[Object position labeling items]

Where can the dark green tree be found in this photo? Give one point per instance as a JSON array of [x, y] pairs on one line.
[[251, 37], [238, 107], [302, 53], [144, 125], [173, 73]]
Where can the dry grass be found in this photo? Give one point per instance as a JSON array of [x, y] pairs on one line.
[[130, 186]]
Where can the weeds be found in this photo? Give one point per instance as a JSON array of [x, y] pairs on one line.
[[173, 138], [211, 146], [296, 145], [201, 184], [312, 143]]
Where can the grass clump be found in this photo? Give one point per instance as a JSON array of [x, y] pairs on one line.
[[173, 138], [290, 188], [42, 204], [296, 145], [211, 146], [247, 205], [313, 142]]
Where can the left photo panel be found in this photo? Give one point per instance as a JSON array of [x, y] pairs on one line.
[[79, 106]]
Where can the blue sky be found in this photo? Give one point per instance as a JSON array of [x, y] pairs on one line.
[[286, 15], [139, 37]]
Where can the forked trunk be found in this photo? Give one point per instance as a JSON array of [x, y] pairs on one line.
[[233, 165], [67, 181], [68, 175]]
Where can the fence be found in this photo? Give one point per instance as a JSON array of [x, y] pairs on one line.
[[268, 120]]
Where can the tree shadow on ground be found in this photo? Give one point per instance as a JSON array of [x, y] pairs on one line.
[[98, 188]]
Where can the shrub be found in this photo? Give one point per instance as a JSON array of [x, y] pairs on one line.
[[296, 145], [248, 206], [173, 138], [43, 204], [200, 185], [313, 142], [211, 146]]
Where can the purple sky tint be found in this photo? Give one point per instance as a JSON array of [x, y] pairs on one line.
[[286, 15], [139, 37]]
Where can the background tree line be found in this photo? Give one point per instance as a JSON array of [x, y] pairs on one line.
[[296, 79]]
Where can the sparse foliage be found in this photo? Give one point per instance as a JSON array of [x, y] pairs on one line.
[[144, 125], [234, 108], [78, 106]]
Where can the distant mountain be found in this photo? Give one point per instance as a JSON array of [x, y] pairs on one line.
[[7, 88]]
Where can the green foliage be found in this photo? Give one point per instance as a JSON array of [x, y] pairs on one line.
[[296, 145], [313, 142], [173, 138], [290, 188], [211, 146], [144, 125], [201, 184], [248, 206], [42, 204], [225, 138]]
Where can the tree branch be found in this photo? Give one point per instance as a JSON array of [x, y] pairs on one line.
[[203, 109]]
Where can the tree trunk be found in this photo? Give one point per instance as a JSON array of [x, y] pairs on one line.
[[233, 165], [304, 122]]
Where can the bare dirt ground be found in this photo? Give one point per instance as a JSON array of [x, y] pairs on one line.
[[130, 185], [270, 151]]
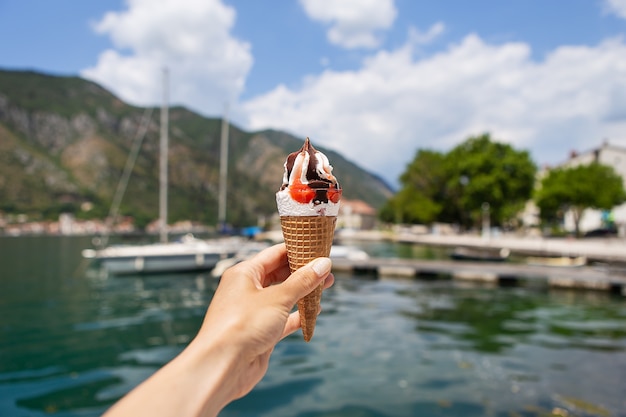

● **GOAL OF THE EXERCISE**: Identify each line of the items that contains the string "foliage", matching case, and copy every such line in full.

● **OUTPUT OF THE EXERCISE**:
Where can the sparse foliage be found in this photo? Give one point per instance as a JSON array of [x, y] pairs on one line.
Where can the green foliage be found in this photo? Give one point per instance as a JSON array of [x, y] pairs on one line.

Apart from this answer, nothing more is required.